== Given entries ==

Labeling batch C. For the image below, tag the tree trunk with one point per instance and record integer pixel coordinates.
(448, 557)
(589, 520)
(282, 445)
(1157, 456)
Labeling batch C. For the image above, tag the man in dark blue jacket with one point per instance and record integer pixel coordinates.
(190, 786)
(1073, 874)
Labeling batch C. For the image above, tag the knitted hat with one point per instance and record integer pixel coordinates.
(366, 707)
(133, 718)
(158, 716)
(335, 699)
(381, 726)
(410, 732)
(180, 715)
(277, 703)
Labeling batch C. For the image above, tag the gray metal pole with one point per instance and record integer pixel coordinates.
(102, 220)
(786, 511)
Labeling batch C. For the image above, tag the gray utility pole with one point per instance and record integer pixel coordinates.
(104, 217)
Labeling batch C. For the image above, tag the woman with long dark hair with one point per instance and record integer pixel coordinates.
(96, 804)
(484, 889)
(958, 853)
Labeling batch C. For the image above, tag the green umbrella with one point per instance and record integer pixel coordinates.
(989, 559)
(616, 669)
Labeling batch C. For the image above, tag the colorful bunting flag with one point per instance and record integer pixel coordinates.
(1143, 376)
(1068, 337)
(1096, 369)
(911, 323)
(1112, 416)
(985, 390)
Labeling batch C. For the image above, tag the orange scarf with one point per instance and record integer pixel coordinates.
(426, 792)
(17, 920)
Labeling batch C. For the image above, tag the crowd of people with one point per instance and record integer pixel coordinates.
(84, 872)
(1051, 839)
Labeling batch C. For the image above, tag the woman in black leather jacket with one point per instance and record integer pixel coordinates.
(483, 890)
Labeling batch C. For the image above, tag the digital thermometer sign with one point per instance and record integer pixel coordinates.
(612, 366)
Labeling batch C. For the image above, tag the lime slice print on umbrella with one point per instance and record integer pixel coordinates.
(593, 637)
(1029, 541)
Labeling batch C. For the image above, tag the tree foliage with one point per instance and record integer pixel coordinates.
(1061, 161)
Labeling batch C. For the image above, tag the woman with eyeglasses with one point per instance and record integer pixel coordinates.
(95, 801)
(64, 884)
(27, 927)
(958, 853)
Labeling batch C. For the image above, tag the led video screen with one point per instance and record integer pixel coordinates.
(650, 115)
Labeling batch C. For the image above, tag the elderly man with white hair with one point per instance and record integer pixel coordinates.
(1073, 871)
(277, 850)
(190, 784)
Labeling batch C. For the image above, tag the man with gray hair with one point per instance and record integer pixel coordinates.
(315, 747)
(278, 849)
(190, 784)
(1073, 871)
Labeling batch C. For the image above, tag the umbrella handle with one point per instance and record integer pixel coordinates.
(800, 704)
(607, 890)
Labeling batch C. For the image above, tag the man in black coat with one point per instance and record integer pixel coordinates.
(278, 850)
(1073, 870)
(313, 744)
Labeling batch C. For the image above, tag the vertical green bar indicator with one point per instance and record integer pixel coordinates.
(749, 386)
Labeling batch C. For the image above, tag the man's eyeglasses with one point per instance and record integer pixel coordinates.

===

■ **Goal**:
Can you copy, without changes, the rows that start at the line containing "Labeling batch C. For the image above, tag the umbrella" and run through the final row above?

■ **The reply**:
Labeling batch C. For the image above, tag the umbrella handle with one point per instance and record integer pixel coordinates.
(800, 704)
(607, 890)
Labeling batch C. For the image above, tag the man in black coat with one point per instance and record integer pixel coordinates.
(278, 850)
(1073, 870)
(313, 744)
Labeling batch C. For the image above, tag the vertical green bar indicator with one point per instance and record integer pixel coordinates.
(749, 386)
Labeling batch C. For the image above, tag the man's eyeglasses with one point per instance and record integer pixel coordinates.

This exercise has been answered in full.